Problem requirements
If a line in the records below contains "ceiling", copy that line.

Image-grounded pointing data
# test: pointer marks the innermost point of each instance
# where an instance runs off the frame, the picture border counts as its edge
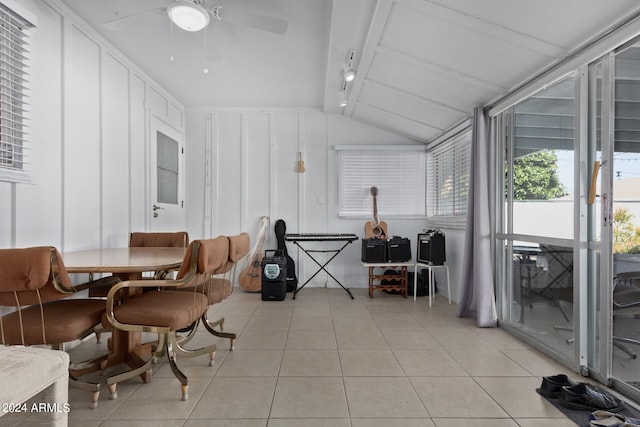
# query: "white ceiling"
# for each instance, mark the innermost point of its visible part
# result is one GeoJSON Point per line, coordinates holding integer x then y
{"type": "Point", "coordinates": [422, 65]}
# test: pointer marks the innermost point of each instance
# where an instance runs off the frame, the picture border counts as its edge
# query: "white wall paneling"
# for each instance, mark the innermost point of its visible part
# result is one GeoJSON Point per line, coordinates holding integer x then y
{"type": "Point", "coordinates": [115, 151]}
{"type": "Point", "coordinates": [81, 144]}
{"type": "Point", "coordinates": [89, 135]}
{"type": "Point", "coordinates": [253, 172]}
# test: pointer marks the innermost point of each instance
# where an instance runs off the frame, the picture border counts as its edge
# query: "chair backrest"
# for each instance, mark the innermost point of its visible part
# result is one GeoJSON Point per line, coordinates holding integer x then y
{"type": "Point", "coordinates": [178, 239]}
{"type": "Point", "coordinates": [211, 255]}
{"type": "Point", "coordinates": [32, 275]}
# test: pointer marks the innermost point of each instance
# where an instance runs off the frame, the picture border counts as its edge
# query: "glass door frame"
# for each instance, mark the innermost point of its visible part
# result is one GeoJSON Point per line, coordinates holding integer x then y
{"type": "Point", "coordinates": [581, 355]}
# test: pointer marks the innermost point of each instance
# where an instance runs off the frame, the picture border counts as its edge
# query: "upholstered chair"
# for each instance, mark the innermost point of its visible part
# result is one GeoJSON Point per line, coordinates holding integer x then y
{"type": "Point", "coordinates": [35, 291]}
{"type": "Point", "coordinates": [218, 288]}
{"type": "Point", "coordinates": [163, 310]}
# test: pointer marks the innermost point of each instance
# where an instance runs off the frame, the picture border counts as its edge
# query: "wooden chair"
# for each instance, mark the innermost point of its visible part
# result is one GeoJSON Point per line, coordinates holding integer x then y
{"type": "Point", "coordinates": [163, 310]}
{"type": "Point", "coordinates": [217, 289]}
{"type": "Point", "coordinates": [36, 284]}
{"type": "Point", "coordinates": [138, 239]}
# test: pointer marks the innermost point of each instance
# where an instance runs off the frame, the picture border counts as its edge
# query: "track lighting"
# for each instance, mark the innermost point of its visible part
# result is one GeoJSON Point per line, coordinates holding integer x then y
{"type": "Point", "coordinates": [348, 74]}
{"type": "Point", "coordinates": [188, 15]}
{"type": "Point", "coordinates": [342, 100]}
{"type": "Point", "coordinates": [348, 70]}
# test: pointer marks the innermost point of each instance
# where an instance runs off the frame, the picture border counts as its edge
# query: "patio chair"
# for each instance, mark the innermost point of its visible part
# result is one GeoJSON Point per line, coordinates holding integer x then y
{"type": "Point", "coordinates": [35, 283]}
{"type": "Point", "coordinates": [164, 311]}
{"type": "Point", "coordinates": [218, 289]}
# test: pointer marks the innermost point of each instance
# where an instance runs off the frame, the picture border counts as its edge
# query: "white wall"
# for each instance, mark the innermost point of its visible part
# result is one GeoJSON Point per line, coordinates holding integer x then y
{"type": "Point", "coordinates": [252, 157]}
{"type": "Point", "coordinates": [89, 109]}
{"type": "Point", "coordinates": [90, 135]}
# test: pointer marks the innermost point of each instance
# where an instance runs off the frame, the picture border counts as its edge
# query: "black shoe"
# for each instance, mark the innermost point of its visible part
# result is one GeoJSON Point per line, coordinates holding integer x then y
{"type": "Point", "coordinates": [580, 396]}
{"type": "Point", "coordinates": [552, 386]}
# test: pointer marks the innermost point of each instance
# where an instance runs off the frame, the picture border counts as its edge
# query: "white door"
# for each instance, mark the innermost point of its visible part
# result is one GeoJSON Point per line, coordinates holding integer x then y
{"type": "Point", "coordinates": [166, 177]}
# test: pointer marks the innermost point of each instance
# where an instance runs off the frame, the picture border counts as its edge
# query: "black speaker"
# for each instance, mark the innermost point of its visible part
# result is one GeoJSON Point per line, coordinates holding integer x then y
{"type": "Point", "coordinates": [374, 250]}
{"type": "Point", "coordinates": [274, 276]}
{"type": "Point", "coordinates": [431, 248]}
{"type": "Point", "coordinates": [399, 249]}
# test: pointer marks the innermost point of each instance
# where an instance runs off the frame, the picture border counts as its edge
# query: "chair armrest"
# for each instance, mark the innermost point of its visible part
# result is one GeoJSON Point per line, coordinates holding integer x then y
{"type": "Point", "coordinates": [104, 281]}
{"type": "Point", "coordinates": [113, 300]}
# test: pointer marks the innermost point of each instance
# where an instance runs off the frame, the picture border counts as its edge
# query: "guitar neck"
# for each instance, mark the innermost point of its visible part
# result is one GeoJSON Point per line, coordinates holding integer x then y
{"type": "Point", "coordinates": [375, 211]}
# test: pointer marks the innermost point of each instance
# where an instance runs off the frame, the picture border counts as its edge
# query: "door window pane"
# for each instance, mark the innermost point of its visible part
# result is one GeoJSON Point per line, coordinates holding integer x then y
{"type": "Point", "coordinates": [626, 218]}
{"type": "Point", "coordinates": [167, 169]}
{"type": "Point", "coordinates": [542, 170]}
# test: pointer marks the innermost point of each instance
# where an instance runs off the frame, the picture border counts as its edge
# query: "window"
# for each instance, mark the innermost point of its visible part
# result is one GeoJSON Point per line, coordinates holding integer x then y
{"type": "Point", "coordinates": [14, 153]}
{"type": "Point", "coordinates": [448, 176]}
{"type": "Point", "coordinates": [398, 173]}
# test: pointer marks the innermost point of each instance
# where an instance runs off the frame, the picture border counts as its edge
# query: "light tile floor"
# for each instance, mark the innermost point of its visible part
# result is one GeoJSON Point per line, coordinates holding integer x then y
{"type": "Point", "coordinates": [326, 360]}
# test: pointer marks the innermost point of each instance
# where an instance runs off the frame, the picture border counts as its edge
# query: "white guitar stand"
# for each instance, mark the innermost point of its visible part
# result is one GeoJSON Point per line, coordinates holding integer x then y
{"type": "Point", "coordinates": [431, 281]}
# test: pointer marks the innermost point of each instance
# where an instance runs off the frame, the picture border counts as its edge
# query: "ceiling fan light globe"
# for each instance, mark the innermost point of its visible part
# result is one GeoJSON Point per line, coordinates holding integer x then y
{"type": "Point", "coordinates": [188, 16]}
{"type": "Point", "coordinates": [349, 75]}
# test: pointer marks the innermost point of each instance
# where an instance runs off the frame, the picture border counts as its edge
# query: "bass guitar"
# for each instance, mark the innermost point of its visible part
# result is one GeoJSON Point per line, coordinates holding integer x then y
{"type": "Point", "coordinates": [280, 230]}
{"type": "Point", "coordinates": [375, 229]}
{"type": "Point", "coordinates": [250, 278]}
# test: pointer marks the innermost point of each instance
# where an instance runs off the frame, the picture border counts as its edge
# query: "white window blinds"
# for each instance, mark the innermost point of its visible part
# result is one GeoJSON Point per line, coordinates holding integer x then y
{"type": "Point", "coordinates": [448, 176]}
{"type": "Point", "coordinates": [397, 172]}
{"type": "Point", "coordinates": [14, 152]}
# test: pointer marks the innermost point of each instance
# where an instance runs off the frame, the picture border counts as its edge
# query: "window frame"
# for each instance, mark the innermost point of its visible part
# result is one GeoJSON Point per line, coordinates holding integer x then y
{"type": "Point", "coordinates": [454, 150]}
{"type": "Point", "coordinates": [15, 148]}
{"type": "Point", "coordinates": [362, 207]}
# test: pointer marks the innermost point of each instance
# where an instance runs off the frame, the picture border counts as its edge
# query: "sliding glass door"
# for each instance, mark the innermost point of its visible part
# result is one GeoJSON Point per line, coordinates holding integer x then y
{"type": "Point", "coordinates": [536, 229]}
{"type": "Point", "coordinates": [624, 218]}
{"type": "Point", "coordinates": [568, 219]}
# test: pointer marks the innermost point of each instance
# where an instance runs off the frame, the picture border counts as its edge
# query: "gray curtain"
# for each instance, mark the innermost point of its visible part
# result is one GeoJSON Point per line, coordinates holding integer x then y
{"type": "Point", "coordinates": [477, 282]}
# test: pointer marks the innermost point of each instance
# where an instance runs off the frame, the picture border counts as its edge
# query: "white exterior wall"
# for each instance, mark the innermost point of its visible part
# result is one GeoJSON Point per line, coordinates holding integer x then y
{"type": "Point", "coordinates": [89, 109]}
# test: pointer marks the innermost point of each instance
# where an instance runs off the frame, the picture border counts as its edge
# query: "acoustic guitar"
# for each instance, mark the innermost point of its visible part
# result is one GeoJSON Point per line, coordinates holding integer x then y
{"type": "Point", "coordinates": [375, 229]}
{"type": "Point", "coordinates": [250, 278]}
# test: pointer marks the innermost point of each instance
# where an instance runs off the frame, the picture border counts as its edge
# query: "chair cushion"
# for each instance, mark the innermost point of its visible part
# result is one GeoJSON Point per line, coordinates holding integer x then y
{"type": "Point", "coordinates": [175, 310]}
{"type": "Point", "coordinates": [26, 371]}
{"type": "Point", "coordinates": [216, 289]}
{"type": "Point", "coordinates": [64, 321]}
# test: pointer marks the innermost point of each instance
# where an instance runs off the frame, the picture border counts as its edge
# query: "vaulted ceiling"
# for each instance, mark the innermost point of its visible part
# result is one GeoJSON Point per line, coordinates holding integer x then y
{"type": "Point", "coordinates": [421, 65]}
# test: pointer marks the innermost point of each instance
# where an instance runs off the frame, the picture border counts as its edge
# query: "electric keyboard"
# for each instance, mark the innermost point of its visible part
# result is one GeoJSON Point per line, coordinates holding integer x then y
{"type": "Point", "coordinates": [320, 237]}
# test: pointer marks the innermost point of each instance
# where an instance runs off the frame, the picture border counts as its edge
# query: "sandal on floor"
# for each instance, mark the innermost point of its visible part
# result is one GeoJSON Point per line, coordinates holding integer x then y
{"type": "Point", "coordinates": [552, 386]}
{"type": "Point", "coordinates": [606, 419]}
{"type": "Point", "coordinates": [582, 397]}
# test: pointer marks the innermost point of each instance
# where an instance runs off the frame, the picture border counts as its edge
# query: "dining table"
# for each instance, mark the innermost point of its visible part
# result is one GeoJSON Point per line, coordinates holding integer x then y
{"type": "Point", "coordinates": [125, 347]}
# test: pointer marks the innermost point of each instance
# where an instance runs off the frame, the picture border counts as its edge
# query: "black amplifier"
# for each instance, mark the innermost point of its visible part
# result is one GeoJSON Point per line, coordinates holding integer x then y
{"type": "Point", "coordinates": [431, 248]}
{"type": "Point", "coordinates": [398, 249]}
{"type": "Point", "coordinates": [274, 276]}
{"type": "Point", "coordinates": [374, 250]}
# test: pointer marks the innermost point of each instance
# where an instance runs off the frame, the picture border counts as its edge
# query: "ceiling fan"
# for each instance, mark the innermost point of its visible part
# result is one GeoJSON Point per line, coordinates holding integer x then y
{"type": "Point", "coordinates": [194, 15]}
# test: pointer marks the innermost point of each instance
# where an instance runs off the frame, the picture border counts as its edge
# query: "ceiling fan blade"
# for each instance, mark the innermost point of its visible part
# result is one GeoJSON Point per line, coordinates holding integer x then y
{"type": "Point", "coordinates": [131, 21]}
{"type": "Point", "coordinates": [254, 20]}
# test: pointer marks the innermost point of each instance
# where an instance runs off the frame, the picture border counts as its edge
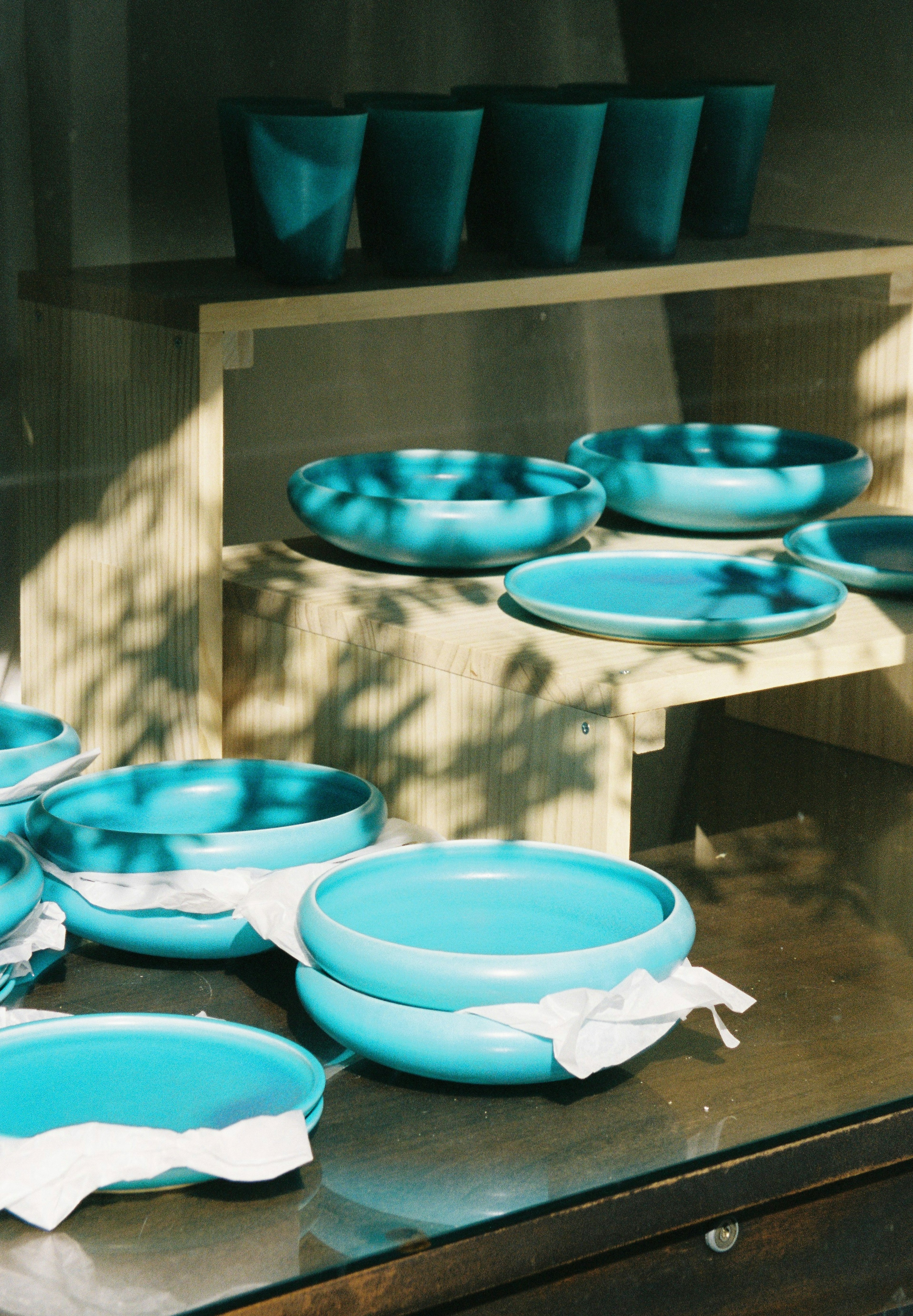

Answer to this problem
# query: "white ceiling"
# query: "ceiling fan light globe"
# query: "vaulted ceiling"
# query: "ceiling fan"
# query: "ceiling fan blade"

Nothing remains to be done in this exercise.